→ **TASK BRIEF**
Exact copy without images: repeat every entry as written.

→ **RECORDS SHOWN**
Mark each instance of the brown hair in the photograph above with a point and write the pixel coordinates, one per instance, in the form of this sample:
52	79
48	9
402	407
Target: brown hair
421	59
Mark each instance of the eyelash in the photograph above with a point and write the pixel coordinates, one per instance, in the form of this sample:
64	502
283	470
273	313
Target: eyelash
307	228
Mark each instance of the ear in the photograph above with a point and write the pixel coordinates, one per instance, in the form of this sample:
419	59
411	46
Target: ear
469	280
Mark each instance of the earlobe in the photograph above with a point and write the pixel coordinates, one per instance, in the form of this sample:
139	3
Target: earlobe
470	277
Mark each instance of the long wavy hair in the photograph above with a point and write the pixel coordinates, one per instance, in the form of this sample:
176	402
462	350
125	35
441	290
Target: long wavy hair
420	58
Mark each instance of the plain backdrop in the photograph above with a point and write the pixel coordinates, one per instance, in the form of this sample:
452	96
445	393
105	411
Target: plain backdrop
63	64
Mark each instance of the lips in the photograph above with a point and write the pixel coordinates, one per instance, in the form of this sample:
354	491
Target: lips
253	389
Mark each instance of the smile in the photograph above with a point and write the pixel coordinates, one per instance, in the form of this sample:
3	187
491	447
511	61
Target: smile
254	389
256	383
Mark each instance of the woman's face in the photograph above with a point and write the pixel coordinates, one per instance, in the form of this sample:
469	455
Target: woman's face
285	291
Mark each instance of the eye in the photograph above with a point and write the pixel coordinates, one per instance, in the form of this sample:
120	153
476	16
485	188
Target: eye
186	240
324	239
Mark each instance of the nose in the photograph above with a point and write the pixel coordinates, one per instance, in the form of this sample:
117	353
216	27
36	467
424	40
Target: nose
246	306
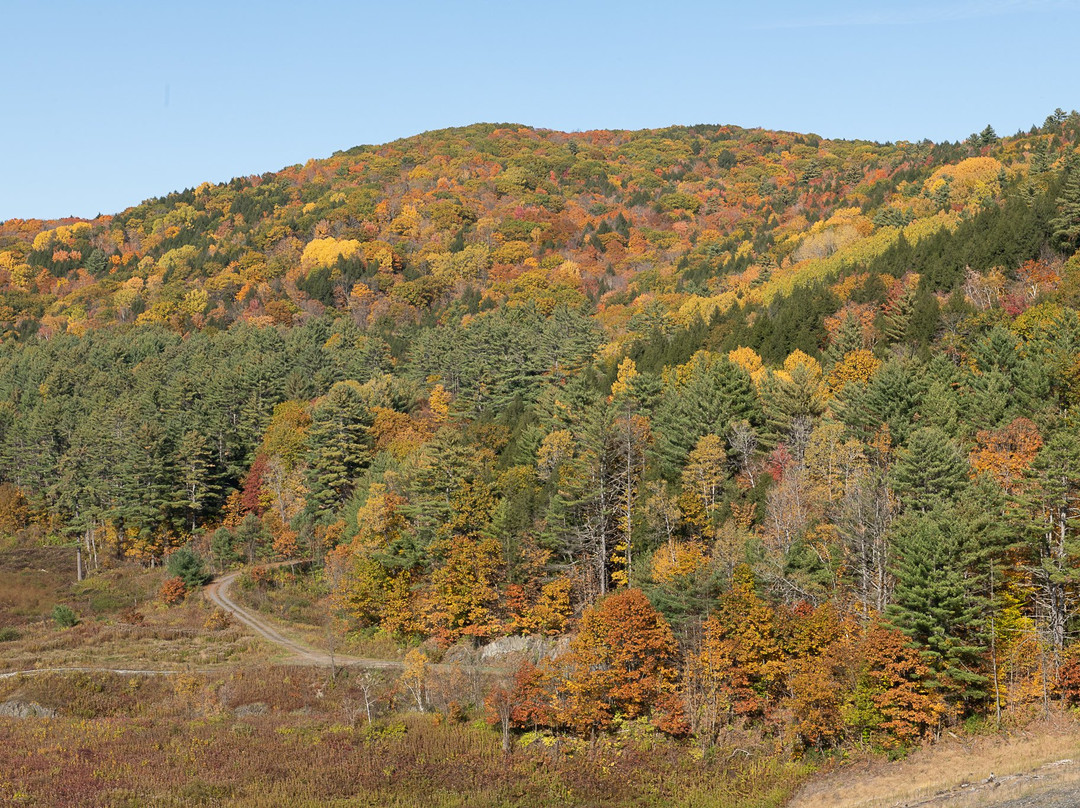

→ **ANSWER TO THE EXERCISE**
Mark each instance of the brown hair in the photograph above with a point and write the pixel coordinates, one per instance, in the form of this sample:
52	79
48	9
402	407
Target: brown hair
421	59
Mark each instance of the eyelash in the photograph above with a point and write the pixel coordinates, one per instance, in the form of this sample:
64	502
283	470
273	313
Target: eyelash
307	228
Mark each instance of the ear in the photograph above with a point and write the pixel coordinates, one per instance, in the form of this sample:
419	59
411	46
Target: ear
469	280
Mark each instance of the earlobe in the photograph above with a point and write the pixel coordinates, one per instance, in the form of this sample:
139	3
Target: earlobe
470	277
Mark each instance of the long wavy hair in the photograph above with a point and write the pixel coordinates, one per instance, in the form of this sample:
176	402
462	350
125	35
441	290
Target: long wavy hair
420	58
Mark each instance of the plain backdrop in the photograph above with a point and write the pixel coordinates, one per instance, in the form of this sample:
452	96
445	393
105	411
Target: plain backdrop
63	64
Mark each instance of the lips in the photograph above with a point and write the pixel coordinates, one per instance, in the form of this sample:
354	491
Target: lips
253	389
Mark each instance of the smile in the photograph above with a point and write the pixel coordinates, one per instance, in the form of this sample:
3	187
491	447
511	61
Target: smile
254	389
256	383
Mark each instance of the woman's face in the photograph above with a point and write the pixel coordinates, one per instance, in the form of this sample:
469	455
Target: woman's face
285	291
Mark each instance of the eye in the photograph above with a point and write the pixel coordinates, one per instance, in the form of this sample:
120	153
476	16
485	188
Target: eye
186	240
324	239
Mark each instance of the nose in the photograph above with a point and write the pixel coordinates, one per instance, in the form of this sample:
117	353
216	27
36	467
424	40
Target: nose
246	306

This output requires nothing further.